▶ **SUPPLIED DATA**:
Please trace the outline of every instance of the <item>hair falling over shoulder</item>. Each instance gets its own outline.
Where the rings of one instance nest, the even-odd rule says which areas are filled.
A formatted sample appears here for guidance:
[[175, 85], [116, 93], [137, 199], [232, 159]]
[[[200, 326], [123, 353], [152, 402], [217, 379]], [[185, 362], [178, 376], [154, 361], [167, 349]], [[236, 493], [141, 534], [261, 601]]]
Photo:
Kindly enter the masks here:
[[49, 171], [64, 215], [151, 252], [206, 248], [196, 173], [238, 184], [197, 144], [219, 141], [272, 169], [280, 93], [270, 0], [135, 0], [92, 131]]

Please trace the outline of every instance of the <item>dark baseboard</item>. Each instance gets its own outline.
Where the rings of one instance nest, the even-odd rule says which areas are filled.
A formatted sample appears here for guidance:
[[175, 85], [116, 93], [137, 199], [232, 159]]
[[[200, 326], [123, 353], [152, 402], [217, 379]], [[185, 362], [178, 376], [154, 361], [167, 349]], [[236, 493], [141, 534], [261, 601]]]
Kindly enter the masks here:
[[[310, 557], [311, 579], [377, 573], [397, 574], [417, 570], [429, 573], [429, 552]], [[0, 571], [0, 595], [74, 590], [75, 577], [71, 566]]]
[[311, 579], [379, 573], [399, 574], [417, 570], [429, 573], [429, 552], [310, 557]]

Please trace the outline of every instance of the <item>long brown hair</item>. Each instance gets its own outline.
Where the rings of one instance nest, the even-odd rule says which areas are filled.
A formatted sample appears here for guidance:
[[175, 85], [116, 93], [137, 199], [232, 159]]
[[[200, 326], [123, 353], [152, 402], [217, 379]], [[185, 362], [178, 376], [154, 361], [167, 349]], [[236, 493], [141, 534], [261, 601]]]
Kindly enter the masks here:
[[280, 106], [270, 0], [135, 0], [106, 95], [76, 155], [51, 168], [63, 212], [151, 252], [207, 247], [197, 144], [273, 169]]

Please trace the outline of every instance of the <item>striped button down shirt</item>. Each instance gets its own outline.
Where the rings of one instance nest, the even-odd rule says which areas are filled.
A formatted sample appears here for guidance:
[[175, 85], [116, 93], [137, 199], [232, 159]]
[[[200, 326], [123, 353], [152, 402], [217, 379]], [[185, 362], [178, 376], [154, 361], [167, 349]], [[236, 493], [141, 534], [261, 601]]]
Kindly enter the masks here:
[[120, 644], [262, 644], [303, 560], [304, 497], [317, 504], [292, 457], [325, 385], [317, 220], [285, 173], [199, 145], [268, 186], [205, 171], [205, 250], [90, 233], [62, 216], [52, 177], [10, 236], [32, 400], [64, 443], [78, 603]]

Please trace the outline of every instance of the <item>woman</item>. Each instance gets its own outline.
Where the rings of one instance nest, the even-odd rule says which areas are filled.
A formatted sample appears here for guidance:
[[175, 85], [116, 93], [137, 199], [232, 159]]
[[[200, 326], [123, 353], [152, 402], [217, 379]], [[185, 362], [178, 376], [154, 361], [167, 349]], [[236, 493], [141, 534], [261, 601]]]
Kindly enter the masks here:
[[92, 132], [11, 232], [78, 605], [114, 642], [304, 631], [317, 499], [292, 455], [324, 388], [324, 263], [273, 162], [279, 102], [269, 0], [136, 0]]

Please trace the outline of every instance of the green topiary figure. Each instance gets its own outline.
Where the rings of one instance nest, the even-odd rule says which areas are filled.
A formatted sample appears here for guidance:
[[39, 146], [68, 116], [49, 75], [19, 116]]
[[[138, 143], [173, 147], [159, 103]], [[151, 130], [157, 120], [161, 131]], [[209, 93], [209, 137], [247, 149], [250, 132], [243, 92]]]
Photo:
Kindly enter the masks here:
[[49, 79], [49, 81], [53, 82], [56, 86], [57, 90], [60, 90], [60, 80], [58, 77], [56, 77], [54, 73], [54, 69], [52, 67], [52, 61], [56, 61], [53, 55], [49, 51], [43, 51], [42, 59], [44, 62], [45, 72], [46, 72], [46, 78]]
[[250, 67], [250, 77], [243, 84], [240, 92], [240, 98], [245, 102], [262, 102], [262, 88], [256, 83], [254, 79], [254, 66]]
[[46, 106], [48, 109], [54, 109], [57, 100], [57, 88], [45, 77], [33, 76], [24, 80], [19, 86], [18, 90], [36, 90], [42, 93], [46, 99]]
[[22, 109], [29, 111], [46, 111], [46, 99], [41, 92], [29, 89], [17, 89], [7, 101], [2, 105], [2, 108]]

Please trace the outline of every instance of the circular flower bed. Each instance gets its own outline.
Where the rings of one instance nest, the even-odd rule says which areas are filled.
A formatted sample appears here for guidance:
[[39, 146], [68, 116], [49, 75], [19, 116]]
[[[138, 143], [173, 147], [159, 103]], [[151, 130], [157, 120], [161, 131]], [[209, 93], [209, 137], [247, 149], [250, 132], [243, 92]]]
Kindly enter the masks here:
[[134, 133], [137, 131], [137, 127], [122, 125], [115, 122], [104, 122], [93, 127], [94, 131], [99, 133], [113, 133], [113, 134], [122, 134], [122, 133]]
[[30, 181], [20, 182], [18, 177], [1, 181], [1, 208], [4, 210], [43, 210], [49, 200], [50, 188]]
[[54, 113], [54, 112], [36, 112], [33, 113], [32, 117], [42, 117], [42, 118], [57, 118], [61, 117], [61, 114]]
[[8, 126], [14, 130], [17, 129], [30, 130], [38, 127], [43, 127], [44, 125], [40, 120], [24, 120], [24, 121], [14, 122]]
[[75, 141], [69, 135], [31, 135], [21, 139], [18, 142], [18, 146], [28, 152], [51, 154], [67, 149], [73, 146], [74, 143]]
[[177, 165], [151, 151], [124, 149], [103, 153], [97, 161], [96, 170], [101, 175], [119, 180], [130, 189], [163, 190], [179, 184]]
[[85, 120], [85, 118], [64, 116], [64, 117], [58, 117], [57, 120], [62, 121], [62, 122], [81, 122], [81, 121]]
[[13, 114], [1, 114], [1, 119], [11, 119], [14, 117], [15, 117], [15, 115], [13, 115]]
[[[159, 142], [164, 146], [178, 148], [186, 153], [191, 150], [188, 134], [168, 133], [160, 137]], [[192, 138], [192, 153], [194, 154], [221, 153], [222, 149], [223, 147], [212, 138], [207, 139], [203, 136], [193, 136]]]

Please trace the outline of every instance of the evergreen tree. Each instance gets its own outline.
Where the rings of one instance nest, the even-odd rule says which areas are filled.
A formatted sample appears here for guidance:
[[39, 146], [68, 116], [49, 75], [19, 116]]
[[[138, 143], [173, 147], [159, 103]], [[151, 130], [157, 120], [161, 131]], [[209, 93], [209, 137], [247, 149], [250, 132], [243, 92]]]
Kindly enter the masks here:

▶ **DIRECTIVE**: Reproduce the lines above, swapping "formatted sample" for "worked example" wherever it appears and leaving everything else unchanged.

▶ **FINAL RESULT**:
Please trace the outline of every instance of the <item>hair falling over shoulder</item>. Each instance gets its own outline.
Where the rings of one instance nest, the even-odd rule says which areas are filled.
A worked example appears here for guidance:
[[175, 85], [116, 93], [137, 199], [232, 159]]
[[[200, 326], [123, 353], [152, 402], [217, 379]], [[185, 362], [178, 376], [154, 361], [167, 349]], [[236, 493], [141, 534], [261, 601]]]
Photo:
Kindly enter the masks here:
[[49, 171], [64, 215], [151, 252], [206, 248], [196, 173], [238, 184], [197, 144], [219, 141], [272, 169], [280, 93], [270, 0], [135, 0], [92, 131]]

Please trace the outline of every instance of the <item>dark baseboard</item>. Each instance gets its own outline.
Where the rings of one instance nest, the even-odd rule says which areas are filled.
A worked example appears here for guidance:
[[175, 85], [116, 93], [137, 199], [232, 159]]
[[[200, 326], [123, 353], [152, 402], [217, 379]], [[185, 362], [178, 376], [154, 361], [167, 349]], [[236, 493], [141, 534], [261, 601]]]
Kindly enter the masks here:
[[[310, 557], [311, 579], [377, 573], [397, 574], [417, 570], [429, 573], [429, 552]], [[0, 571], [0, 595], [74, 590], [75, 577], [71, 566]]]
[[311, 579], [379, 573], [399, 574], [417, 570], [429, 573], [429, 552], [310, 557]]

Please trace the outline of every instance of the <item>long brown hair</item>. Each instance gets its own outline.
Where the rings of one instance nest, the even-odd rule says which areas are filled.
A worked example appears here for guidance:
[[175, 85], [116, 93], [137, 199], [232, 159]]
[[[200, 326], [123, 353], [152, 402], [217, 379]], [[185, 362], [178, 376], [154, 361], [167, 349]], [[236, 493], [141, 534], [261, 601]]]
Kindly enter the masks here:
[[280, 106], [270, 0], [135, 0], [106, 95], [76, 155], [51, 168], [63, 212], [151, 252], [207, 247], [197, 144], [273, 169]]

Please trace the outline of every instance of the <item>striped button down shirt</item>. Each instance gets its own outline.
Where the rings of one instance nest, the even-odd rule says which areas are filled.
A worked example appears here for guidance:
[[175, 85], [116, 93], [137, 199], [232, 159]]
[[[200, 326], [123, 353], [152, 402], [217, 379]], [[185, 362], [178, 376], [154, 361], [167, 349]], [[236, 493], [141, 534], [261, 601]]]
Kindly enter the masks here:
[[120, 644], [262, 644], [303, 560], [304, 497], [317, 504], [292, 457], [325, 385], [317, 220], [285, 173], [199, 145], [268, 186], [205, 171], [205, 250], [90, 233], [62, 216], [52, 177], [10, 236], [32, 400], [64, 443], [78, 603]]

Please trace the outline of every instance of the <item>woman</item>. Each instance gets its own outline.
Where the rings of one instance nest, the even-odd rule says which areas are filled.
A worked example appears here for guidance:
[[175, 85], [116, 93], [137, 199], [232, 159]]
[[[200, 326], [123, 353], [152, 402], [217, 379]], [[185, 362], [178, 376], [154, 361], [167, 349]], [[236, 493], [141, 534], [261, 601]]]
Kindly enter the masks here:
[[92, 132], [11, 232], [78, 605], [114, 642], [304, 631], [317, 499], [292, 455], [324, 388], [324, 263], [273, 162], [279, 102], [269, 0], [136, 0]]

Please trace the outline of every instance of the green topiary figure. Each instance gets its own outline.
Where the rings of one instance nest, the even-odd rule says which areas are filled.
A worked example appears here for guidance:
[[39, 146], [68, 116], [49, 75], [19, 116]]
[[[138, 143], [173, 147], [159, 103]], [[151, 130], [157, 120], [161, 131]], [[209, 93], [209, 137], [247, 149], [250, 132], [243, 92]]]
Photo:
Kindly enter the masks here:
[[49, 79], [49, 81], [53, 82], [56, 86], [57, 90], [60, 90], [60, 80], [58, 77], [56, 77], [54, 73], [54, 69], [52, 67], [52, 61], [56, 61], [53, 55], [49, 51], [43, 51], [42, 59], [44, 62], [45, 72], [46, 72], [46, 78]]
[[250, 67], [250, 77], [243, 84], [240, 92], [240, 98], [245, 102], [262, 102], [262, 88], [256, 83], [254, 79], [254, 66]]
[[46, 106], [48, 109], [54, 109], [57, 100], [57, 88], [45, 77], [33, 76], [24, 80], [19, 86], [18, 90], [36, 90], [42, 93], [46, 99]]
[[22, 109], [29, 111], [46, 111], [46, 99], [41, 92], [29, 89], [17, 89], [7, 101], [2, 105], [2, 108]]

Please trace the outline of every instance of the circular flower bed. Each instance gets its own outline.
Where the rings of one instance nest, the even-odd rule says which areas are filled.
A worked example appears here for guidance:
[[39, 146], [68, 116], [49, 75], [19, 116]]
[[[138, 143], [173, 147], [159, 103]], [[151, 130], [157, 120], [161, 131]], [[209, 93], [209, 137], [247, 149], [250, 132], [243, 92]]]
Kindly enter the masks here:
[[134, 133], [137, 131], [137, 127], [122, 125], [115, 122], [104, 122], [93, 127], [94, 131], [99, 133], [113, 133], [113, 134], [122, 134], [122, 133]]
[[30, 181], [20, 182], [18, 177], [1, 181], [1, 208], [4, 210], [43, 210], [49, 200], [50, 188]]
[[54, 113], [54, 112], [36, 112], [33, 113], [32, 117], [42, 117], [42, 118], [57, 118], [61, 117], [61, 114]]
[[8, 126], [14, 130], [17, 129], [30, 130], [38, 127], [43, 127], [44, 125], [40, 120], [24, 120], [24, 121], [14, 122]]
[[75, 141], [69, 135], [31, 135], [21, 139], [18, 142], [18, 146], [28, 152], [51, 154], [67, 149], [73, 146], [74, 143]]
[[177, 165], [151, 151], [124, 149], [103, 153], [97, 161], [96, 170], [101, 175], [119, 180], [130, 189], [163, 190], [179, 184]]
[[85, 120], [85, 118], [64, 116], [64, 117], [58, 117], [57, 120], [62, 121], [62, 122], [81, 122], [81, 121]]
[[13, 114], [1, 114], [1, 119], [11, 119], [14, 117], [15, 117], [15, 115], [13, 115]]
[[[159, 142], [164, 146], [178, 148], [186, 153], [191, 150], [188, 134], [168, 133], [160, 137]], [[192, 138], [192, 153], [194, 154], [221, 153], [222, 149], [223, 147], [212, 138], [207, 139], [203, 136], [193, 136]]]

Please trace the outline of every instance of the evergreen tree. Each instance gets its own outline.
Where the rings of one instance nest, the even-odd rule says which areas are filled.
A worked example appears here for guidance:
[[39, 146], [68, 116], [49, 75], [19, 116]]
[[[138, 143], [173, 147], [159, 103]], [[151, 130], [157, 120], [161, 131]], [[209, 93], [209, 137], [247, 149], [250, 132], [243, 92]]]
Kindly enter the masks here:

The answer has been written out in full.